An STO – Security Token Offering – is a fundraising method in which a company sells security tokens to investors in exchange for funding. Security tokens are a type of cryptocurrency that can hold assets such as stock, commodities, or real estate. STOs offer a regulated and safe way for investors to take part in blockchain-based investments and can bring liquidity to otherwise illiquid markets.

By the end of this in-depth analysis, you’ll be able to answer the question, “What is an STO?” as well as differentiate between an STO and an ICO (Initial Coin Offering).

Explained: What is an STO?

STO stands for security token offering. It’s the process of exchanging money for tokens, which represent their investment, similar to an ICO (Initial Coin Offering). An STO takes this a step further and sends out tokens that fall under the status of securities. STO crypto tokens can be issued by a business or the government and can represent physical or financial assets, such as real estate or corporate stock.

To simplify what does STO mean, it represents shares in valuables, such as financial products, investments, securities, and commodities, that are stored on a blockchain. STOs have been widely recognized by investors for their ability to create liquid assets from illiquid assets using blockchain technology.

How Do STOs Work?

* **WRITTEN TASK 1**
In the STO explainer, do the statements below agree with the text? For each, answer yes or no and quote the words that decide it: (a) Security tokens can hold real estate. (b) Only businesses can issue STO crypto tokens. (c) STOs are presented as an unregulated way to invest.
* **WRITTEN TASK 2**
Reproduce the STO explainer word for word, everything from "To simplify what" down to "using blockchain technology.".

* **INFORMATION PROVIDED**
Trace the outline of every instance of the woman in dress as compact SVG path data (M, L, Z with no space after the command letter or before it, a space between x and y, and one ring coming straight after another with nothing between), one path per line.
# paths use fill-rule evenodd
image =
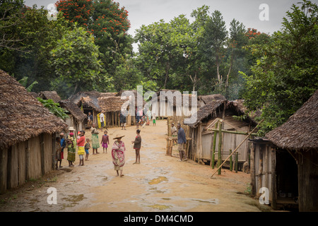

* **EXERCISE ANSWER 1**
(a) Yes: "Security tokens are a type of cryptocurrency that can hold assets such as stock, commodities, or real estate."
(b) No: "STO crypto tokens can be issued by a business or the government"
(c) No: "STOs offer a regulated and safe way for investors to take part in blockchain-based investments"

* **EXERCISE ANSWER 2**
To simplify what does STO mean, it represents shares in valuables, such as financial products, investments, securities, and commodities, that are stored on a blockchain. STOs have been widely recognized by investors for their ability to create liquid assets from illiquid assets using blockchain technology.